# EXERCISE INPUT start

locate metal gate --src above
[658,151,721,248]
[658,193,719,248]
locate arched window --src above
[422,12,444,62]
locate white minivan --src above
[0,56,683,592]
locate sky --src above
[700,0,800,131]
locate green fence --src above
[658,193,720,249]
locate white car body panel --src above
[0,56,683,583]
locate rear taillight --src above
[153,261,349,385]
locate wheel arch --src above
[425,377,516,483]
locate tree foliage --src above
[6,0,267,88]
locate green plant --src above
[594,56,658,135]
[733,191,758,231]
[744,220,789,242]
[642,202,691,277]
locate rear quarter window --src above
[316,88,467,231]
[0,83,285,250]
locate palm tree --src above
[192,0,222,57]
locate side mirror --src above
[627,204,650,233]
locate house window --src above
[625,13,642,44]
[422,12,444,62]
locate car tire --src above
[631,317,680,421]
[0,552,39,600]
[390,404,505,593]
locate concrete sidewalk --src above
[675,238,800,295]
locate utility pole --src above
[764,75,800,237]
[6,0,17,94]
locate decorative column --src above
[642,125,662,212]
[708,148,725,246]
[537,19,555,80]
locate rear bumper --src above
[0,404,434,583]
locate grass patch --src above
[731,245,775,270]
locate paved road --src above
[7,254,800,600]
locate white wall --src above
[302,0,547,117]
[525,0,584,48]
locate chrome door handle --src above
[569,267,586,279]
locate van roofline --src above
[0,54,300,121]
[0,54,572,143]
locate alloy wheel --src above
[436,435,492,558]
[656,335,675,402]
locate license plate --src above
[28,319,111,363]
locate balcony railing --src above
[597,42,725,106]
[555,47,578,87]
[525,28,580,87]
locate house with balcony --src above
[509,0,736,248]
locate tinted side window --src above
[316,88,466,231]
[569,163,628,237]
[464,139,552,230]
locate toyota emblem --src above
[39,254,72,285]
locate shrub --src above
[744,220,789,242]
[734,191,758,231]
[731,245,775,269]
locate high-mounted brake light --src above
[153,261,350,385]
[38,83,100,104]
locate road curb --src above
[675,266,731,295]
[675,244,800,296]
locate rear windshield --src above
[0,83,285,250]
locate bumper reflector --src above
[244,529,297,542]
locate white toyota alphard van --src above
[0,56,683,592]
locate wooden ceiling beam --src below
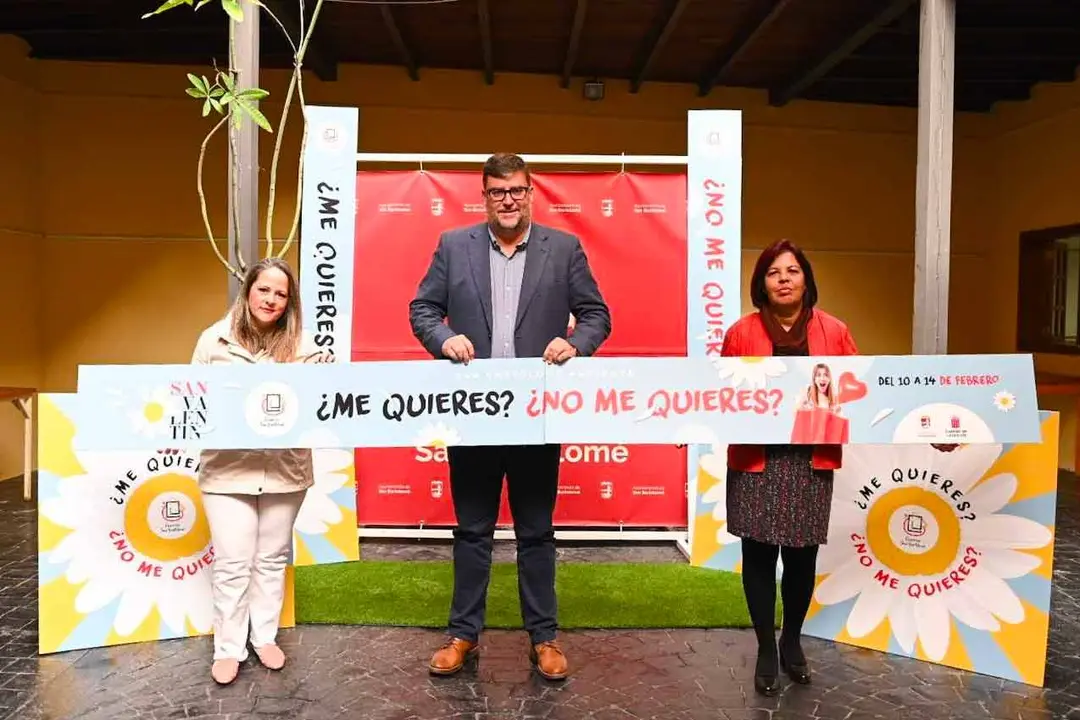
[477,0,495,85]
[379,4,420,81]
[698,0,793,97]
[558,0,589,89]
[769,0,916,107]
[630,0,690,93]
[262,0,337,82]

# EXERCISE INPUT end

SHORT EXERCISE » Can you put every row above into a JSON list of strings, one string per line, with blank lines skipped and the pictures left out?

EXERCISE ANSWER »
[
  "locate metal gate --src above",
  "[658,151,721,248]",
  "[658,193,719,248]",
  "locate arched window --src above",
  "[422,12,444,62]",
  "locate white minivan --src above",
  "[0,56,683,592]",
  "locate sky --src above",
  "[700,0,800,131]",
  "locate green fence --src above",
  "[658,193,720,249]",
  "locate white car body panel --src above",
  "[0,56,683,583]",
  "locate rear taillight --src above",
  "[153,261,349,385]",
  "locate wheel arch --src above",
  "[425,377,516,483]",
  "locate tree foliage --src above",
  "[6,0,267,88]",
  "locate green plant --src above",
  "[594,56,658,135]",
  "[733,191,758,231]",
  "[744,220,789,242]",
  "[642,202,691,277]",
  "locate rear quarter window --src above",
  "[316,88,467,231]",
  "[0,83,285,250]",
  "locate palm tree --src above",
  "[192,0,222,57]",
  "locate side mirror --src above",
  "[627,204,650,233]",
  "locate house window --src above",
  "[625,13,642,44]",
  "[422,12,444,62]",
  "locate car tire --src above",
  "[631,317,680,421]",
  "[0,552,39,600]",
  "[390,404,505,593]",
  "locate concrete sidewalk --src above",
  "[675,238,800,295]",
  "locate utility pole --src above",
  "[764,75,800,237]",
  "[6,0,17,94]",
  "locate decorative column --src above",
  "[642,125,662,212]",
  "[708,148,725,246]",
  "[537,19,555,80]",
  "locate rear bumper --src above",
  "[0,404,434,583]",
  "locate grass patch --src above",
  "[731,245,775,270]",
  "locate paved road --src above",
  "[7,254,800,600]",
  "locate white wall --src above",
  "[302,0,547,117]",
  "[525,0,584,48]",
  "locate chrome door handle --src above",
  "[569,267,586,279]",
  "locate van roofline --src above",
  "[0,54,300,121]",
  "[0,54,572,143]",
  "locate alloy wheel --src above",
  "[436,435,492,558]",
  "[656,335,675,402]",
  "locate license plate --src above",
  "[28,319,111,363]",
  "locate balcony railing --src above",
  "[597,42,725,106]",
  "[555,47,578,87]",
  "[525,28,580,87]",
  "locate house with balcony --src above",
  "[509,0,736,248]",
  "locate tinted side window --src above",
  "[316,88,466,231]",
  "[569,163,628,237]",
  "[464,139,552,230]",
  "locate toyota emblem --src above",
  "[39,254,72,285]",
  "locate shrub --src above",
  "[744,220,789,242]",
  "[734,191,758,231]",
  "[731,245,775,269]",
  "locate high-mounted brake light --src above",
  "[153,261,350,385]",
  "[38,83,100,104]",
  "locate road curb --src above",
  "[675,266,731,295]",
  "[675,244,800,296]",
  "locate rear windshield --src above",
  "[0,83,285,250]",
  "locate bumper reflector --src above",
  "[244,529,297,542]",
  "locate white toyota alphard van --src above",
  "[0,56,683,592]",
  "locate wooden ceiling beam --src below",
  "[477,0,495,85]",
  "[379,4,420,81]",
  "[698,0,793,97]",
  "[558,0,589,89]",
  "[769,0,916,107]",
  "[630,0,690,93]",
  "[262,0,337,82]"
]